→ 本文:
2009年07月04日

●写楽 幻の肉筆画@江戸東京博物館

 江戸東京博物館で開催中の「日本・ギリシャ修好110周年記念特別展 写楽 幻の肉筆画 ギリシャに眠る日本美術~マノスコレクションより」を観ました。去年話題になった「写楽の肉筆画、ギリシャで発見!」の報で脚光を浴びた「マノスコレクション」が早くも日本登場です。

 第一章 日本絵画
 狩野山楽「牧馬図屏風」。牧に放たれ、駆ける馬、跳ねる馬、水を飲む馬。その数、およそ80頭。山楽基準作である奉納絵馬との比較から作者が特定されたそうで、馬の姿が本当に良く似てます。過去の例を写しながら画面を構成するという描き方が実感できます。

 狩野克信・興信「狩野探幽筆 野馬図屏風模本」。画面の端に江戸城本丸御殿に飾られた屏風を写したとメモ書きがある点がポイント。また、写すことで過去の事例を学んだ例でもあります。狩を奨励した江戸幕府の好みが現れている?

 周幽斎夏龍「見立て琴高仙人図」。水墨画の鯉に乗る、美しい彩色を施した着物を着た美人。その描画法のコントラスト、鯉に乗るという非現実的な行為が目を惹きます。

 第二章 初期版画
 鳥居清忠「初代市川門之助」。手に持つ笠と着物の裾にまぶされた黄銅粉がキラキラと輝いて綺麗。保存状態良好。

 第三章 中期版画
 鈴木春信「唐子と布袋」。あの立派なお腹の布袋様が、浴槽に身をかがめて、唐子に水をかけてもらう。両足に挟まれたお腹の肉、耳をふさぐ仕草がユニーク。

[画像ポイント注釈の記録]
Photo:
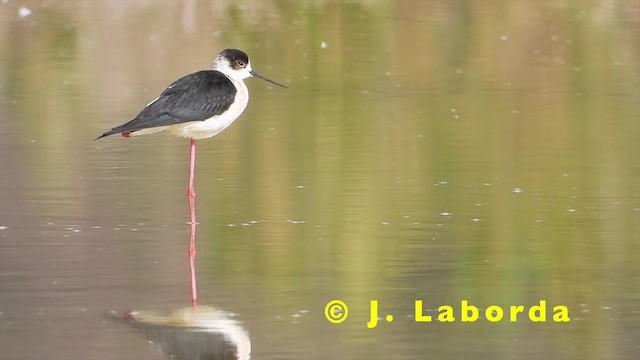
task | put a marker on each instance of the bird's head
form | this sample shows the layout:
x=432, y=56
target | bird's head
x=236, y=64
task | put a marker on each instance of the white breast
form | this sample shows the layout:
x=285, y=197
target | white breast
x=216, y=124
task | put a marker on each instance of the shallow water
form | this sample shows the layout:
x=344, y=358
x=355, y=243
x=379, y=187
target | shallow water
x=425, y=150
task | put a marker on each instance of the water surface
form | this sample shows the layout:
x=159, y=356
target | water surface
x=425, y=150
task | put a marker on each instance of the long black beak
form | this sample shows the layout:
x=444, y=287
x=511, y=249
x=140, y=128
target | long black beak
x=255, y=74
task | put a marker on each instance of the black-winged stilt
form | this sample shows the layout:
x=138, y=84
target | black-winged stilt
x=197, y=106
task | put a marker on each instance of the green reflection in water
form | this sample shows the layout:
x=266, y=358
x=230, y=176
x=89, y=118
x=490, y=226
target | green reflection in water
x=451, y=150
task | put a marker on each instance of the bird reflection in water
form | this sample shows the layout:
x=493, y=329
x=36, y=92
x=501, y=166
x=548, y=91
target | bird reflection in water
x=192, y=333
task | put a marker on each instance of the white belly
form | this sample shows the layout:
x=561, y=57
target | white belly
x=216, y=124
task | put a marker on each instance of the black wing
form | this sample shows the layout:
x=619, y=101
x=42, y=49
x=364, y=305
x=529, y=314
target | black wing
x=197, y=96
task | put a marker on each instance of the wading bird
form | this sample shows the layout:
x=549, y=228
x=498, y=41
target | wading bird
x=197, y=106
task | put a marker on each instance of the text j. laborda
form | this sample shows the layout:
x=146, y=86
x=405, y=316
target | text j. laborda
x=337, y=311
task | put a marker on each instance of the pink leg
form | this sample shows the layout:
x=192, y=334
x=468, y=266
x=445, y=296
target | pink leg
x=191, y=194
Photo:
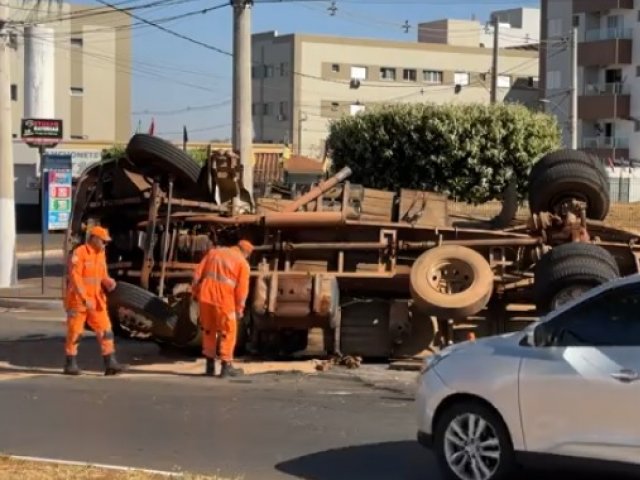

→ 課題: 写楽展の鑑賞記事の続きを、最後の文の後から書いてください。 これらの記録は、本文とは別の資料です。

→ 解答:
 鈴木春重(司馬江漢)「碁」。極端な遠近法で描かれた建物、盤の角に座して向かい合う二人。意欲的な奥行描写が江漢らしい。角柱だけで2階を支える描写は、建物が空を飛ぶよう。

 喜多川歌麿「歌撰恋之部 深く忍恋」。紫の色彩も鮮やかに、大首絵の傑作が登場!大首絵の始祖、歌麿の面目躍如!

 喜多川歌麿「風流六玉川」。大首絵を禁じられ、模索を繰り返す晩年の大作。6枚続きの大画面が色鮮やかに蘇る。

 東洲斎写楽「四代目松本幸四郎の加古川本蔵と松本米三郎の小浪」。絶頂期の歌麿のお株を奪うように登場した東洲斎写楽。その「幻の肉筆画」。あの迫力ある役者大首絵と対照的な細い輪郭線は、わずか10ヶ月で忽然と姿を消したミステリーの後日談のよう。

 第四章 摺物・版画
 葛飾北斎「四姓ノ内 源 小烏丸の一腰」。画面中央に大きく烏、脚にしっかりと太刀を掴む。趣向を凝らした摺物の中でも一際目を引く、大胆でカッコイイ構図。さすが北斎!

 歌川国芳「汐干五番内 其三、四、五」。襟元や着物の描線に銀を載せ、キラキラ輝く様がゴージャスで美しい。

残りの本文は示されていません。